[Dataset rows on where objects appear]
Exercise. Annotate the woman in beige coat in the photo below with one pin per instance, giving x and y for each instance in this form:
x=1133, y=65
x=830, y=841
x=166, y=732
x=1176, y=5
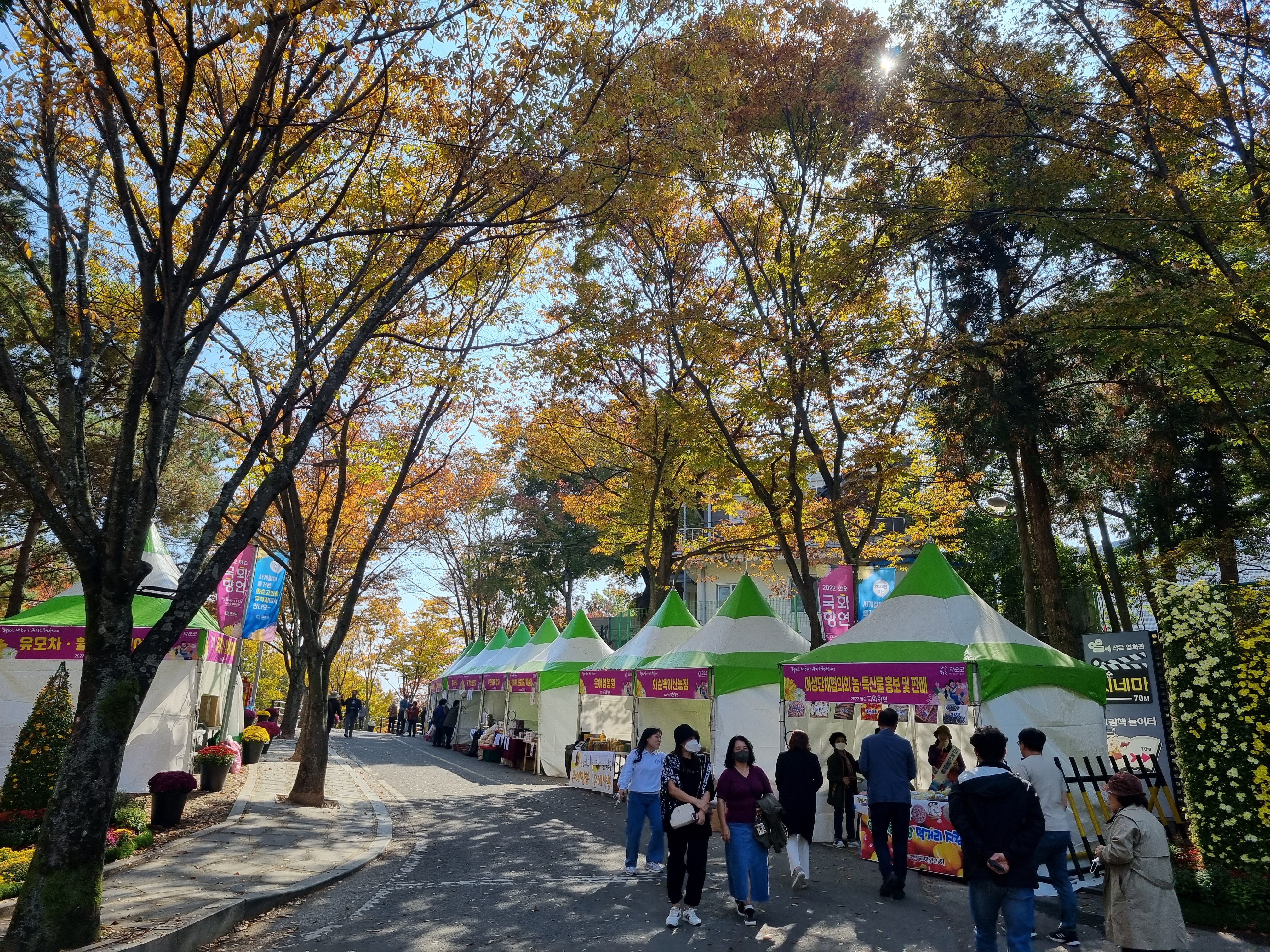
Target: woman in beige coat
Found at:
x=1138, y=899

▶ _What is being asked_
Turn every line of the rows above into a numbered list, skipping blank lines. Leave the pictures out.

▶ _Complete response_
1. Exercise. Annotate the woman in beige coat in the photo below with one pin per instance, giving x and y for each instance in this form:
2. x=1133, y=65
3. x=830, y=841
4. x=166, y=732
5. x=1176, y=5
6. Target: woman in beige coat
7. Found at:
8. x=1138, y=899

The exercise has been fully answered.